▶ [実施事項]
1) 水晶体偏位に関する本文に基づき、次の問いに答えてください。
(a) チン小帯の支えが残っている状態は何と呼ばれますか。
(b) 左右の前房深度に差がある場合、水晶体脱臼を生じている可能性があるのはどちらですか。
(c) 急激な眼圧上昇を伴う場合に必要となるのは何ですか。
2) 水晶体偏位に関する本文を、最後の文の後から書き継いでください。

▶ [学習用本文]
-------

水晶体を正常の位置に支持するチン小帯が脆弱・損傷し,水晶体の位置異常をきたした状態を水晶体偏位という。チン小帯の支えがなくなり大きくずれたものを水晶体脱臼,チン小帯の支えが残っているものを水晶体亜脱臼という。
細隙灯による診察で水晶体の位置異常を確認できる。散瞳したほうが水晶体の位置を確認しやすい。異常がなくても,瞬目に合わせて水晶体の動揺がある場合は脱臼している。また,左右の前房深度に差がある場合は,浅いほうは水晶体脱臼を生じている可能性がある。前眼部光干渉断層計(OCT)は診断の補助となる。
水晶体偏位・脱臼は基本的に手術が必要となる。軽度の亜脱臼で視機能低下等の症状がなければ手術は急がなくてよい。視力低下や単眼性複視が生じた場合は,積極的に手術加療を行う。硝子体脱出・嵌頓を伴うと,瞳孔ブロックを生じて眼圧が急激に高くなる。急激な眼圧上昇を伴う場合は,緊急手術が必要になる。

-------

▶ [提供資料]
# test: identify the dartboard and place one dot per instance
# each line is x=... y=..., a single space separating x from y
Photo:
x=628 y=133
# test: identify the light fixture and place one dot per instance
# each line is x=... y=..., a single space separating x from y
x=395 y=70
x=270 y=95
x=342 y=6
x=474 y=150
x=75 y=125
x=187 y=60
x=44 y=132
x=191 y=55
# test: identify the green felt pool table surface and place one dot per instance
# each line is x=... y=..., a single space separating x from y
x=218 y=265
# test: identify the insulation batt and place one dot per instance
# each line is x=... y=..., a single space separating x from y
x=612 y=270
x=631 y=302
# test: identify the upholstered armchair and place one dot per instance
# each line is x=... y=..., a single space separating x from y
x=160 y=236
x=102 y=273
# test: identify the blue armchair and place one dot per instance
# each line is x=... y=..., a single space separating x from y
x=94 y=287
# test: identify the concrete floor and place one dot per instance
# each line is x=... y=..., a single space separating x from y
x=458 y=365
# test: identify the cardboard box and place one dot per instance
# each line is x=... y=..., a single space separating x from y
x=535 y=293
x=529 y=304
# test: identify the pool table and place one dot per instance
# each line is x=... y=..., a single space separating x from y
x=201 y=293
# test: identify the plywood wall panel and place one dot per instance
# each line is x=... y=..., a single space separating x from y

-------

▶ [各設問の解答]
1)
(a) 水晶体亜脱臼
(b) 浅いほう
(c) 緊急手術

2)
通常の白内障手術を行っていても,想定外の水晶体偏位・脱臼症例に遭遇することがある。落屑症候群,強度近視,網膜色素変性症,網膜硝子体手術や外傷の既往がある症例は,時に水晶体偏位・脱臼を生じている場合があるので,常に可能性を念頭に置き,必要な手術器具を用意しておく。
水晶体偏位・脱臼に対する手術は,様々な器具を使用した複雑な手術になる可能性があり,手術熟練者が対処すべきである。想定外に水晶体偏位・脱臼に遭遇してしまった場合は,無理せずに水晶体摘出を優先し,後日眼内レンズ縫着や強膜内固定術を施行,または経験の多い病院へ紹介するのもよい。